:: INPUT MATERIAL

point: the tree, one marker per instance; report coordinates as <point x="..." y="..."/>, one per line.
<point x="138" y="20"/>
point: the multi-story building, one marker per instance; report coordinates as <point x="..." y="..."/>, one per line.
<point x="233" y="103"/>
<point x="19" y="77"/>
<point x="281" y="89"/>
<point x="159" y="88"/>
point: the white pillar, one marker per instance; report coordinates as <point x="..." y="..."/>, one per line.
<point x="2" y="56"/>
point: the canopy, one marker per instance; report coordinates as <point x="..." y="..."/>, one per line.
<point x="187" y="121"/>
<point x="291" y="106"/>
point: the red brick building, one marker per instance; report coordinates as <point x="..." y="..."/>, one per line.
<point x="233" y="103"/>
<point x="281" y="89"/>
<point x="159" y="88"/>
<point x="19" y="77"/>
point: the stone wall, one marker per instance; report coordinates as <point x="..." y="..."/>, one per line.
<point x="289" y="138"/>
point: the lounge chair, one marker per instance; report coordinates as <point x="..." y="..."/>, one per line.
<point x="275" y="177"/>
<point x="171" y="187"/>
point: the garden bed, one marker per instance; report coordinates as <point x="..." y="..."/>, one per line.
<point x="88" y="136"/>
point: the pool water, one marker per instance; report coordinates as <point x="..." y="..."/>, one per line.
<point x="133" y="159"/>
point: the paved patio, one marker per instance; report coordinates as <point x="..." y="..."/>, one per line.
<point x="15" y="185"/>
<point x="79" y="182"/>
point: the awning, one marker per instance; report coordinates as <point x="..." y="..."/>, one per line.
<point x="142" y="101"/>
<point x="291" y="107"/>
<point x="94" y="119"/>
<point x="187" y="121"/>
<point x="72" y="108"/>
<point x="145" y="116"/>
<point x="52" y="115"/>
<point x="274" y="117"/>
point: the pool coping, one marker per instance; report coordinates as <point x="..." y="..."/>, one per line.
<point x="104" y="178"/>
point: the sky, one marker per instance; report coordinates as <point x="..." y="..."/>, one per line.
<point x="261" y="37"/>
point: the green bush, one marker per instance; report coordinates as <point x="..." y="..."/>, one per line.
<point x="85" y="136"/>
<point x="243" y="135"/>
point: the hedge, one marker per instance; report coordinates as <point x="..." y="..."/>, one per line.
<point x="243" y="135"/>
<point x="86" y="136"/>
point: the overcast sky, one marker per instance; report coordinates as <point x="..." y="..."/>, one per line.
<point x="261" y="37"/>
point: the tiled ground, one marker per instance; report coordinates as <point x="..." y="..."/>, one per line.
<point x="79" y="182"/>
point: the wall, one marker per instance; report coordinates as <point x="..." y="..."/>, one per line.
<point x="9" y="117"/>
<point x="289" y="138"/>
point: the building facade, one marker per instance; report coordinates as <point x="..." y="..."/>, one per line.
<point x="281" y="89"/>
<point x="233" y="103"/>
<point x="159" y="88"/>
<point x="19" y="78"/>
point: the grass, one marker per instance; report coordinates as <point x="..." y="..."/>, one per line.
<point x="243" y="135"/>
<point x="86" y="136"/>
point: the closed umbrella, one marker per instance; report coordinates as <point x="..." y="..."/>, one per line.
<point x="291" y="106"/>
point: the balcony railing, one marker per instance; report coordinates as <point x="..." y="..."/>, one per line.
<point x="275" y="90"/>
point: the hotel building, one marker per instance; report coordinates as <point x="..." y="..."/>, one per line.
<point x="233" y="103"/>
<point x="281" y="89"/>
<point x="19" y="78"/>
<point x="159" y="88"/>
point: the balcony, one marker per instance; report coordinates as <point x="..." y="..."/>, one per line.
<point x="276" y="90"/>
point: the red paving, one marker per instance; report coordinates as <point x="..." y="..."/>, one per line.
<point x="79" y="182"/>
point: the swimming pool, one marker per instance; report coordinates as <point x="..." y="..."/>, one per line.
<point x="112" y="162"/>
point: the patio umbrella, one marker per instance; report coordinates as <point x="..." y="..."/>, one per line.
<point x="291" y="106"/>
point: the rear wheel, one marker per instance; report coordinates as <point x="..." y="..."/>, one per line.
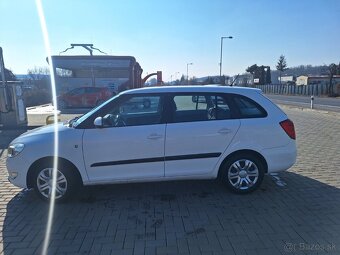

::::

- _ACTION ITEM_:
A verbatim copy of the material, pictures excluded, is what must be produced.

- _RESPONSE AREA_:
point: the tree, one marker per instance; report coordinates as <point x="..." y="..."/>, one per line.
<point x="138" y="20"/>
point: the multi-story building, one marker per instance; report coordinates as <point x="..." y="..."/>, one per line.
<point x="233" y="103"/>
<point x="19" y="77"/>
<point x="281" y="89"/>
<point x="159" y="88"/>
point: the white pillar, one marker per instance; report coordinates as <point x="..." y="..."/>, one per line.
<point x="2" y="56"/>
point: the canopy, one marker per instance; report coordinates as <point x="..." y="..."/>, one per line.
<point x="187" y="121"/>
<point x="291" y="106"/>
point: the red brick building, one marker per instance; report coordinates as <point x="..." y="..."/>, one per line.
<point x="233" y="103"/>
<point x="281" y="89"/>
<point x="159" y="88"/>
<point x="19" y="77"/>
point: the stone wall, one marker per instance; report coordinates as <point x="..." y="..."/>, one per line.
<point x="289" y="138"/>
point: the lounge chair, one marker per instance; report coordinates as <point x="..." y="..."/>, one per line.
<point x="275" y="177"/>
<point x="171" y="187"/>
point: the garden bed, one marker per instance; report coordinates as <point x="..." y="..."/>, one per line.
<point x="88" y="136"/>
point: the pool water, one marker per instance; report coordinates as <point x="..." y="..."/>, one per line.
<point x="133" y="159"/>
point: the paved patio, one marker per instance; report coordinates as <point x="..." y="..."/>, one per line.
<point x="15" y="185"/>
<point x="79" y="182"/>
point: the awning, one marker per instance; report coordinates as <point x="..." y="..."/>, one per line.
<point x="142" y="101"/>
<point x="291" y="107"/>
<point x="94" y="119"/>
<point x="187" y="121"/>
<point x="72" y="108"/>
<point x="145" y="116"/>
<point x="52" y="115"/>
<point x="274" y="117"/>
point: the pool coping, one marker per instance; report coordinates as <point x="..." y="..."/>, one per line.
<point x="104" y="178"/>
point: the sky, one marker per instance; report coordinates as <point x="..." y="..."/>, one per line.
<point x="261" y="37"/>
point: the green bush, one marker per instance; report coordinates as <point x="..." y="..."/>, one per line.
<point x="85" y="136"/>
<point x="243" y="135"/>
point: the hedge, one marker per instance; report coordinates as <point x="..." y="..."/>, one per line.
<point x="243" y="135"/>
<point x="86" y="136"/>
point: the overcast sky, one marker per instance; report coordinates as <point x="..." y="..."/>, one per line.
<point x="261" y="37"/>
point: the tiled ground, one marker per instance; report coordinates as <point x="..." y="..."/>, one per line.
<point x="79" y="182"/>
point: the wall, one marker per instance; report coordinates as <point x="..." y="..."/>, one per line.
<point x="9" y="117"/>
<point x="289" y="138"/>
point: the building facade, one marker per instance; report coordinates as <point x="..." y="..."/>, one per line.
<point x="281" y="89"/>
<point x="233" y="103"/>
<point x="159" y="88"/>
<point x="19" y="78"/>
point: the grass, one marker per instance; report coordinates as <point x="..." y="..."/>, one per line.
<point x="243" y="135"/>
<point x="86" y="136"/>
point: the closed umbrella, one marker per instance; report coordinates as <point x="..." y="..."/>, one per line.
<point x="291" y="106"/>
point: the balcony railing, one marker per instance; report coordinates as <point x="..." y="..."/>, one per line.
<point x="275" y="90"/>
point: the hotel building, one marker per instance; report coordinates as <point x="..." y="..."/>, one per line.
<point x="233" y="103"/>
<point x="281" y="89"/>
<point x="19" y="78"/>
<point x="159" y="88"/>
point: the balcony, one marker per instance; report coordinates as <point x="..." y="..."/>, one per line.
<point x="276" y="90"/>
point: the red paving, one marker per instance; report coordinates as <point x="..." y="..."/>, one per line.
<point x="79" y="182"/>
point: the swimming pool, one marker per instance; report coordinates as <point x="..." y="..."/>, one per line.
<point x="112" y="162"/>
point: the patio umbrella, one marker per instance; report coordinates as <point x="..." y="..."/>, one per line.
<point x="291" y="106"/>
point: the rear wheel, one marker per instance; report coordinates as <point x="..." y="..."/>, one per line.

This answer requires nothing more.